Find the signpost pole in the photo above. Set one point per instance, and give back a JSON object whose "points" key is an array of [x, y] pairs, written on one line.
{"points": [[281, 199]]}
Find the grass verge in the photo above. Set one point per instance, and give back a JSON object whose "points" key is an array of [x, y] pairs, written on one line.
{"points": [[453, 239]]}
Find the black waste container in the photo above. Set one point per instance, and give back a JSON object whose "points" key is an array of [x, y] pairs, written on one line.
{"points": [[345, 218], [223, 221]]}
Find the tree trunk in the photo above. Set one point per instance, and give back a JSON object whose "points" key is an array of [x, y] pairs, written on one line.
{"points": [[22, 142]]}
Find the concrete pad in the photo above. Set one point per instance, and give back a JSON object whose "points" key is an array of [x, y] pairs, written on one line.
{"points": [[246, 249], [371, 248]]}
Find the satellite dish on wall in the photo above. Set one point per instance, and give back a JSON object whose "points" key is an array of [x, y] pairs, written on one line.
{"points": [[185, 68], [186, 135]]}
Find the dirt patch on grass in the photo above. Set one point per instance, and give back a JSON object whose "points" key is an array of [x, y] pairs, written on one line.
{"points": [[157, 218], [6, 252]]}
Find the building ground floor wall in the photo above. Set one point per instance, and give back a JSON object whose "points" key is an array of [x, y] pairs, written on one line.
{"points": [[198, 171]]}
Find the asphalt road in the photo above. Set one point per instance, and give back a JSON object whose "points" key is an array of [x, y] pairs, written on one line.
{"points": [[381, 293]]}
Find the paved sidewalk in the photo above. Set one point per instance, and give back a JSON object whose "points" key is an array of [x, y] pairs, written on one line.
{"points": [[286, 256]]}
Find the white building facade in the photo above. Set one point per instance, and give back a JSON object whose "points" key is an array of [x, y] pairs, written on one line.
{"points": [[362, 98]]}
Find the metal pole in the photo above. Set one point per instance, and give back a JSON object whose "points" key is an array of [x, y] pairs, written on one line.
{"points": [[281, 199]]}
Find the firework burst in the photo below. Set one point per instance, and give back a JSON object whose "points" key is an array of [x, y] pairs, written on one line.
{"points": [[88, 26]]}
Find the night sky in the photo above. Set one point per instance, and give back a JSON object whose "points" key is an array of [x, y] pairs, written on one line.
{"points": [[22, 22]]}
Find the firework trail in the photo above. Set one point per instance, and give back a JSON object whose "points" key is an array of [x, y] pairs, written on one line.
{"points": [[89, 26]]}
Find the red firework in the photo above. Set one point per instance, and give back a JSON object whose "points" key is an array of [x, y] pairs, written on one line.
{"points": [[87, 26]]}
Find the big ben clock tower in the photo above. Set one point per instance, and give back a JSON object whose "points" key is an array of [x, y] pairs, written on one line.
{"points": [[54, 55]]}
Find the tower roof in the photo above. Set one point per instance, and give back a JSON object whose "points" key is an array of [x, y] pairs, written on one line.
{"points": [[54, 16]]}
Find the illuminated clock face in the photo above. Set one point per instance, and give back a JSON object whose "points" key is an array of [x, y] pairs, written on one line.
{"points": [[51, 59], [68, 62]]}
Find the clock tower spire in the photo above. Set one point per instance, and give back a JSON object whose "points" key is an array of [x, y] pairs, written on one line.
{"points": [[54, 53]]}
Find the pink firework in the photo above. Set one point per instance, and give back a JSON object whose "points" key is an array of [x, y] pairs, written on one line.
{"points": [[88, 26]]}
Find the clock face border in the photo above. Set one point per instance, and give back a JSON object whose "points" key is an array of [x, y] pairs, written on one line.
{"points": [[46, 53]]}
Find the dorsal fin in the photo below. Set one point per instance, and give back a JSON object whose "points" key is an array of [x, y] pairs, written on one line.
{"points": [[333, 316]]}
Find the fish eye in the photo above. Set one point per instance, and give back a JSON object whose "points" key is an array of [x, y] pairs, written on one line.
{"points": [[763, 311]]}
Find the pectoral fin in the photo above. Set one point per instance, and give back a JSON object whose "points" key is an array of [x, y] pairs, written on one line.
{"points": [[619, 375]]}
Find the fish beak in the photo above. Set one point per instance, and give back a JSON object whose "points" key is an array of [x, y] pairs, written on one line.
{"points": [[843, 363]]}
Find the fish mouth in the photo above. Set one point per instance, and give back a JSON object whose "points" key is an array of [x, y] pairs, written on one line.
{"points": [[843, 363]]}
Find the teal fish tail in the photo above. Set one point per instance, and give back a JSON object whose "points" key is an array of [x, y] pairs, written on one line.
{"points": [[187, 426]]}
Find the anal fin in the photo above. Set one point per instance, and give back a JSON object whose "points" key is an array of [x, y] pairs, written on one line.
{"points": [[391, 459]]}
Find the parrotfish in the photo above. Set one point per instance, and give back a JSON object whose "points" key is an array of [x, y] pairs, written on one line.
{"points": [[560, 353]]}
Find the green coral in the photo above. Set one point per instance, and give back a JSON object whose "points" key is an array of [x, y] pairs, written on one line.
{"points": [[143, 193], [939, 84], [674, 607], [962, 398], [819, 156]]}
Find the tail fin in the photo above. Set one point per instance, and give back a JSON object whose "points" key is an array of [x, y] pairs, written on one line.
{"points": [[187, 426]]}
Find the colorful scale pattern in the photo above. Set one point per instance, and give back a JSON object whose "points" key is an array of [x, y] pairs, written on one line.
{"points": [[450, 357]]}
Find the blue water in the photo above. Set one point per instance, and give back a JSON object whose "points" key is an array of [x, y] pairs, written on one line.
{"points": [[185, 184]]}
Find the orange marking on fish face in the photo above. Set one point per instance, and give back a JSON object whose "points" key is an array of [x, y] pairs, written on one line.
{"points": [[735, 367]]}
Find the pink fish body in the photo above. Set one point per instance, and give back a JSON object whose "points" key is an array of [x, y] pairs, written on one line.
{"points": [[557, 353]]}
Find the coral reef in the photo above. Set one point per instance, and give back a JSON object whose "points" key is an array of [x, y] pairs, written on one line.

● ● ● ● ● ● ●

HOW TO COMPLETE THIS TASK
Copy the whole listing down exactly.

TASK RESULT
Find the signpost pole in the photo above. Set one point per instance, and give back a JSON object whose "points" key is an array of [x, y] pairs, written on one line.
{"points": [[281, 199]]}
Find the grass verge in the photo above. Set one point per instance, and give back a JSON object whose "points" key is an array of [x, y] pairs, written on one line.
{"points": [[453, 239]]}
Find the black waste container in the photo above. Set one point per instance, and give back a JSON object whose "points" key is an array of [x, y] pairs, written on one line.
{"points": [[345, 218], [223, 221]]}
Find the tree trunk in the photo above. Set one point per instance, and give back a JSON object whose "points" key is an array of [x, y] pairs, written on one line.
{"points": [[22, 142]]}
Find the concrete pad in the photo above. Set one point per instance, and give back a JSON object whose "points" key is an array of [x, y] pairs, written on one line.
{"points": [[246, 249], [371, 248]]}
Find the satellite dish on wall in the photo above. Set one point per instance, and give back a JSON object whose "points" key is an array of [x, y] pairs, written on one line.
{"points": [[185, 68], [186, 135]]}
Find the dirt patch on grass in the photo above. Set one point per instance, and give back a JSON object whose "points" key is an array of [x, y] pairs, written on one line.
{"points": [[157, 218], [6, 252]]}
Find the building ground floor wall in the photo above. Set one point per instance, and give back a JSON object whose "points" key is an array of [x, y] pairs, written on one line.
{"points": [[198, 171]]}
Find the asphalt road in the photo above. Set one point per instance, and give back a JSON object whose "points" key is an array of [x, y] pairs, written on one line.
{"points": [[381, 293]]}
Find the paved sidewalk in the photo above. Set one point per instance, and give back a JSON object whose "points" key is an array of [x, y] pairs, written on one line.
{"points": [[286, 256]]}
Find the white building facade in the photo above. Set one point per instance, and give back a JSON object whose "points" key is an array of [x, y] pairs, written on one line.
{"points": [[362, 98]]}
Find the metal pole in the photo above. Set one point per instance, and give back a JSON object whose "points" key is an array of [x, y] pairs, written on one line.
{"points": [[281, 199]]}
Find the firework burst in the photo below. Set one point per instance, and give back a JSON object whose "points" key is an array of [x, y] pairs, written on one line.
{"points": [[88, 26]]}
Find the night sky in the photo above. Set one point per instance, and give back a JSON object whose "points" key is an array of [x, y] pairs, written on one line.
{"points": [[22, 22]]}
Find the firework trail in the photo above. Set one point per instance, and give back a JSON object whose "points" key is an array of [x, y] pairs, written on one line.
{"points": [[89, 26]]}
Find the red firework in the photo above. Set one point per instance, and give back a JSON object whose "points" key is an array of [x, y] pairs, written on one line.
{"points": [[87, 26]]}
Find the big ben clock tower in the photo above. Set one point per instance, and give back a JSON object whose "points" key is an array of [x, y] pairs, written on one line.
{"points": [[54, 55]]}
Find the tower roof in the photo above. Set one point per instance, and give back a JSON object whose "points" key is an array of [x, y] pairs, written on one line.
{"points": [[54, 16]]}
Find the illuminated clock face in the photo above. Set one point per instance, and give back a JSON object whose "points" key is an array of [x, y] pairs, written on one line.
{"points": [[51, 59], [68, 62]]}
Find the clock tower spire in the photo above. Set one point per instance, and give back a JSON object whose "points" key is an array of [x, y] pairs, written on one line.
{"points": [[54, 53]]}
Find the pink firework in the photo above. Set one point per instance, and give back a JSON object whose "points" key is an array of [x, y] pairs, written on one line.
{"points": [[88, 26]]}
Find the clock face border in the photo above. Set one point per instance, and give back a JSON object whose "points" key is an array of [x, y] pairs, written on one line.
{"points": [[46, 53]]}
Find the dorsal fin in the photo below. Set one point per instance, and give back a JSON object whose "points" key is an array of [x, y] pairs, written on one line.
{"points": [[333, 316]]}
Find the fish eye in the photo above. Set one point per instance, and give back a JSON object whose "points" key is an array of [x, y] pairs, written on one line.
{"points": [[763, 311]]}
Find the pectoral fin in the photo above. Set one point per instance, and give back a JSON object whose "points" key is an array of [x, y] pairs, written on one line.
{"points": [[619, 375]]}
Find the fish beak in the photo above. Set one point per instance, and give back a JSON object whose "points" key is an array of [x, y] pairs, written on one line.
{"points": [[843, 363]]}
Find the fish mouth in the photo above. Set one point per instance, and give back a JSON object whose "points" key is an array of [x, y] pairs, written on one line.
{"points": [[843, 363]]}
Find the teal fish tail in the photo above. Set one point per instance, and give back a JSON object whose "points" key is an array of [x, y] pairs, written on one line.
{"points": [[187, 426]]}
Find the anal fin in the photo above. Set one point per instance, and give back a JSON object whose "points" key is an array of [x, y] pairs, written on one line.
{"points": [[391, 459]]}
Find the parrotfish in the photo above. Set one point per instance, and give back a JSON object whose "points" key is an array of [x, y] pairs, written on one line.
{"points": [[560, 353]]}
Find the green coral in the photo above. Set one point per instance, and give back a JSON object whose "points" key is an array of [x, y] pairs, written on one line.
{"points": [[143, 193], [939, 84], [674, 607], [962, 398], [819, 156]]}
Find the tail fin in the photo above. Set one point per instance, and give back a JSON object whose "points" key is an array of [x, y] pairs, written on one line.
{"points": [[187, 426]]}
Find the colorful scale pattern in the photo above. Set one point per instance, and give back a JSON object whose "points" key is an array of [x, y] pairs, written on one line.
{"points": [[450, 357]]}
Find the blue water in the photo above. Set one point per instance, and give back a JSON object whose "points" key is an array of [x, y] pairs, written on one line.
{"points": [[185, 184]]}
Find the orange marking on fish face in the photo above. Set one point per instance, and give back a JSON object whose "points" key is an array of [x, y] pairs, written on one line.
{"points": [[735, 367]]}
Find the pink fish body in the photo above. Set one point per instance, and give back a JSON object whose "points" key is an array of [x, y] pairs, written on one line.
{"points": [[557, 353]]}
Find the coral reef in the photo above. Set one point per instance, and give back a JSON object whose "points" key is an array of [x, y] pairs, written on one line.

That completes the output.